_TASK ITEM:_ Resume the account of painting a portrait demonstration below, picking up right after its last sentence.

----- STUDY TEXT -----

For my palette I am using only four tubes of paint: Alizarin Crimson, Yellow Ochre, Ivory Black and Titanium White Classico Oil Paint.I am using a big #12 Brush.
I begin with what I consider the most difficult passage in the portrait: the eye-socket in shadow. Dealing with these darks and middle valued areas will help me create the large masses that carry much of the image. I save the lights for last, leaving the canvas blank in these aresa until I am ready for them. The beginning stages of laying in my big shapes is always a rush for me. The painting always appears strange to my eye, but in my mind I can visualize the final outcome even from these early few strokes of paint. As I squint, each area on Toni's face is carefully observed, related to an adjacent value and translated by me as a plane. Each plane is then translated as a brushstroke.
It's been about fifteen minutes of painting, and the audience (and I) all breathe a sigh of relief... The hardest passages are done. I can continue with confidence that the overall structure is working, and that the delicate reflective light is being communicated. Notice how the features are not detailed in any way at this stage.
Now I boldly lay in the darks of the hair, and paint the way the hair relates to the darkness of the background. As I do this, the audience gives a collective "Ahhh!"
The darkness causes the reflective light on the face to take on it's luminous character. The face is primarilly middle value!

----- SUPPLIED DATA -----

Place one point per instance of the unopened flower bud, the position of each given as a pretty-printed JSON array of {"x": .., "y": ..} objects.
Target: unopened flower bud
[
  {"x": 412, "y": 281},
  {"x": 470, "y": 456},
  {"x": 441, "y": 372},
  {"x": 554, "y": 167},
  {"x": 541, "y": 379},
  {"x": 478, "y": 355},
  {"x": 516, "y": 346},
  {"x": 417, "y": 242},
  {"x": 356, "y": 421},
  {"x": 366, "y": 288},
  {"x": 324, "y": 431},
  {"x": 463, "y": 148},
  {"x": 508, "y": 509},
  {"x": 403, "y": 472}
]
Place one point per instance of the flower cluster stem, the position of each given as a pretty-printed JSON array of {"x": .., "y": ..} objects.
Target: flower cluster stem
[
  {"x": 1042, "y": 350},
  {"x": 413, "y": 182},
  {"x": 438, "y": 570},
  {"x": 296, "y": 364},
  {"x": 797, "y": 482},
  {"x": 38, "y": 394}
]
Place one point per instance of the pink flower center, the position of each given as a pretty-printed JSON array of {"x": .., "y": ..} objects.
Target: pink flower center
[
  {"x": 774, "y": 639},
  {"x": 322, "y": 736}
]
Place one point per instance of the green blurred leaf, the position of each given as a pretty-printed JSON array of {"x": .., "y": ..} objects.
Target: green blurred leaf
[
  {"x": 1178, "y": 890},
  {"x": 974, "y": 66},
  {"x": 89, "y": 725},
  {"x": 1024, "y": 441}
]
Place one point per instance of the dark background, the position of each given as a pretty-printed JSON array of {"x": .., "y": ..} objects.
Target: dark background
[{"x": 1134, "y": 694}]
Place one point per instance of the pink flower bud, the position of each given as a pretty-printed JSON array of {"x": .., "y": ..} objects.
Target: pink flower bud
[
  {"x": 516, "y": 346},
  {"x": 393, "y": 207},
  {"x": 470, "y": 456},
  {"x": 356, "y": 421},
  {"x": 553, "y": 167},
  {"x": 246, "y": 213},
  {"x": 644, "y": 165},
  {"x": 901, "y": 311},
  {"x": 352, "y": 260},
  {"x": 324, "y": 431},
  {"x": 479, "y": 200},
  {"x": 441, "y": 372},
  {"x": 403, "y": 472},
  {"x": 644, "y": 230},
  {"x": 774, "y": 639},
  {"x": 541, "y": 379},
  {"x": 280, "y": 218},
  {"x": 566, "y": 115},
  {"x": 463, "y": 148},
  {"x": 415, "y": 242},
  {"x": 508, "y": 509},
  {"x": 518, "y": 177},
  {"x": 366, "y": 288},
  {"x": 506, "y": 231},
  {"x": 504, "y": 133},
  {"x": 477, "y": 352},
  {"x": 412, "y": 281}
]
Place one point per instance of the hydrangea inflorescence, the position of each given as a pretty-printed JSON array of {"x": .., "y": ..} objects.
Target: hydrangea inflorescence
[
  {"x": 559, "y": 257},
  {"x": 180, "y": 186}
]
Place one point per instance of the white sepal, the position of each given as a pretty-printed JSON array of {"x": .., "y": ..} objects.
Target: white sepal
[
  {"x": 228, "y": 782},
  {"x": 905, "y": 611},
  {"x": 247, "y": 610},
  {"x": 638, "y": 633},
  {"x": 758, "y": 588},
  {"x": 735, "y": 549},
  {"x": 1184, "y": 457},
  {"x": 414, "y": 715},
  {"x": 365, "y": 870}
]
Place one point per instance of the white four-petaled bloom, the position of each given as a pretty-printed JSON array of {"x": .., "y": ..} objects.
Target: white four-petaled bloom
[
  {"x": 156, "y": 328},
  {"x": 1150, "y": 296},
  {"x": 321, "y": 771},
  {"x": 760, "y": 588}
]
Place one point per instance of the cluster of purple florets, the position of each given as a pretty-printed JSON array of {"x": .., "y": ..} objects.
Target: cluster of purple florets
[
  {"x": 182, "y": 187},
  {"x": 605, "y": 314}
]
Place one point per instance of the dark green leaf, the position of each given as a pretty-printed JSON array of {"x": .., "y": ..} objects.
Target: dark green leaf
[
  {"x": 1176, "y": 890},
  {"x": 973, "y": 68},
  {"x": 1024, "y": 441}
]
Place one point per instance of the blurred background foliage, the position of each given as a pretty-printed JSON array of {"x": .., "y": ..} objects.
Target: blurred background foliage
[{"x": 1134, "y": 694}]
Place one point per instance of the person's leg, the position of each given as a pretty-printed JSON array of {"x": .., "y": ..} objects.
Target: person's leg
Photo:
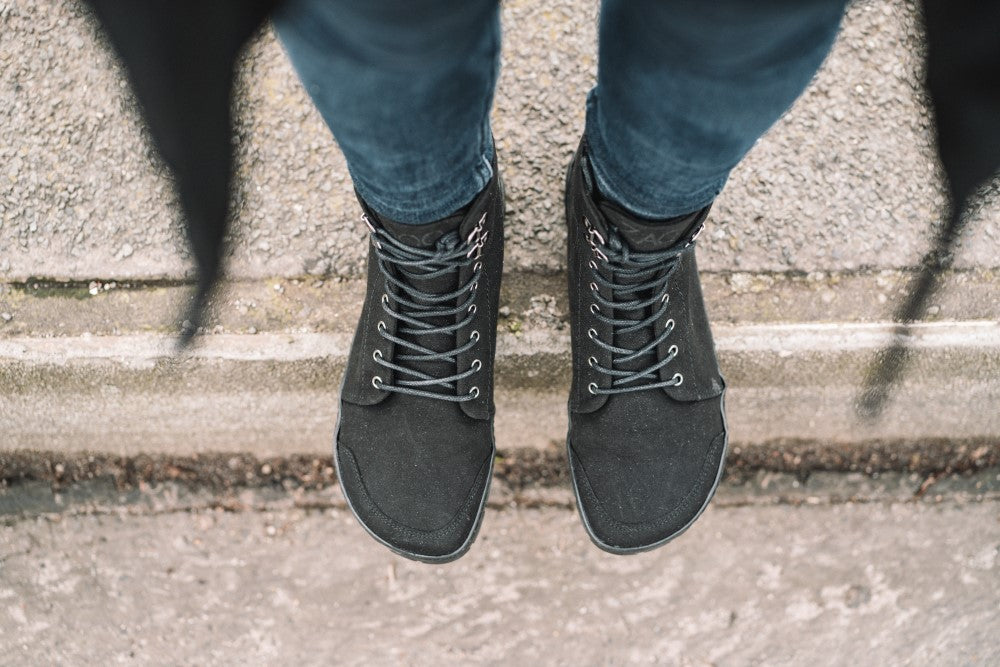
[
  {"x": 685, "y": 88},
  {"x": 406, "y": 88}
]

-----

_EXPECTED ANSWER:_
Time for a ten minute break. The model stretches and I prepare for the next sitting. Total painting time so far: thirty minutes.
More airy background and a burst of alizarin crimson to enliven the glow of the light hitting the far side of the face. I do not sense a cut out hard-edged contour back there...
I am a Venetian painter at heart when I paint this way. Washes, unrefined passages, free color effects and varied edges are my choices.
I develop the chest and neck area...
The "greens" in the flesh are actually yellow ochre, black and white.
The "blues" in the background are actually just mixtures of black and white.
Time to move throughout the rest of the painting...and then return to the face to give her complexity and definition. The background, the hair, the arm, dress and expressive hand all develop quickly and simply. The blending of edges is very important. As you can see, I use precious few hard edges in my work. Finally everything begins to "fuse" as the unified image I intended.
Near the end, I address the drawing one final time. (Every stroke is "drawing"), but now it's time to pull out a smaller brush and be precise where needed. I carefully reshape the chin ...
I create the hand with masses and shapes. Then, with a few dashes of line, fingers are suggested. I let the thumb merge into the chest to keep the area from getting too liney. I have fun with the diminishing pinky. The dress and the anatomy of the arm come with refinement from a small brush.
Only now do I prepare for the adding of the lights.
This thin strip along the far side of the face is my true focal point, the area of clarity. A combination of crisp strokes floating in a soft haze of light will create depth, suggest the features and remain consistent with the rest of the painting. My goal here is to not impress the viewer with how much work I have done, but rather, how much work I refrained from doing to create her expression and sense of life.
[In the Light by John Paul Thornton]
After describing every stroke and subtle smear, I finish with a final highlight on her eyelid. My patient audience cheers. I wipe the sweat from my own brow. It's been two hours from the initial laying down of my wash. I sign the painting. Time for a beer.